EXERCISE PROMPT -> Reproduce each of the following entries verbatim, line by line, without any alteration.

AVAILABLE RECORDS ->
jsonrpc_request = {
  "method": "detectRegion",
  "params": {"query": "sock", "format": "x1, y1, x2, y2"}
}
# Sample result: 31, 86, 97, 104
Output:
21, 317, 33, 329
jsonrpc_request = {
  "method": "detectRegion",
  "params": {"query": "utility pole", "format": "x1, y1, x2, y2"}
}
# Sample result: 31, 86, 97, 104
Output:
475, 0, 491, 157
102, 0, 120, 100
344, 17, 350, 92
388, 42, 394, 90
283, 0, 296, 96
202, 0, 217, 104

FULL OUTPUT ->
jsonrpc_request = {
  "method": "detectRegion",
  "params": {"query": "sock", "format": "x1, y1, x2, y2"}
}
# Sample result: 31, 86, 97, 104
Output:
21, 317, 33, 329
jsonrpc_request = {
  "method": "detectRegion",
  "params": {"query": "utility pole", "format": "x1, y1, x2, y2"}
}
# Sample result: 31, 86, 97, 104
Output:
475, 0, 491, 157
102, 0, 120, 100
344, 17, 350, 92
388, 42, 394, 90
283, 0, 296, 96
202, 0, 217, 104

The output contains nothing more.